* To do *
What lines below contain the word "light"? Please pull each one out.

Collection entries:
==============================
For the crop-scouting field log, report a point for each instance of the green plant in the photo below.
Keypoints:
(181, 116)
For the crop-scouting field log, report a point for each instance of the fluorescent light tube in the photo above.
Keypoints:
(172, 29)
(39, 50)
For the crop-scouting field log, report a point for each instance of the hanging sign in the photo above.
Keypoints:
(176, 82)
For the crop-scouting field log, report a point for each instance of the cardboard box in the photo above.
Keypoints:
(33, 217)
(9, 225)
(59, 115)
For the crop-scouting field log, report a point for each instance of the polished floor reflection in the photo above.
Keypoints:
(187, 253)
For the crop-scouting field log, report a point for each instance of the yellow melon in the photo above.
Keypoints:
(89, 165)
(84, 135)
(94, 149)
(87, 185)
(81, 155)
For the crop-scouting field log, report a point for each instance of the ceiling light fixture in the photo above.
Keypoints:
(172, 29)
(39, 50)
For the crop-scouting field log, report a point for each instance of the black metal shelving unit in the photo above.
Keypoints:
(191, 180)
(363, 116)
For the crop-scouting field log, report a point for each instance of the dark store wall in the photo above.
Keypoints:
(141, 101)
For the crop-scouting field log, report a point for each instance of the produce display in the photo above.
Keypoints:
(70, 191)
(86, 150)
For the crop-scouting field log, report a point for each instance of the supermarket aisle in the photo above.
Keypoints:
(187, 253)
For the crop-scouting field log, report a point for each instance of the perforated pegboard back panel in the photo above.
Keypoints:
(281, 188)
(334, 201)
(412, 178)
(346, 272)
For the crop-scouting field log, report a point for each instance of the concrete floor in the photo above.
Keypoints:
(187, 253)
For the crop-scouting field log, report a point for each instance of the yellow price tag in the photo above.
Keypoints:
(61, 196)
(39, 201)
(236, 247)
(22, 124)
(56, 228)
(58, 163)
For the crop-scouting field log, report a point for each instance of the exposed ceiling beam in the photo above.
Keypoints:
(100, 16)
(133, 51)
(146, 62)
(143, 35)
==============================
* Output for this exercise *
For the crop-scouting field log, report a point for each instance of the fluorescent light tube in the photo above.
For the crop-scouting field log, report a point for each instance of the ceiling light fixture in the photo above.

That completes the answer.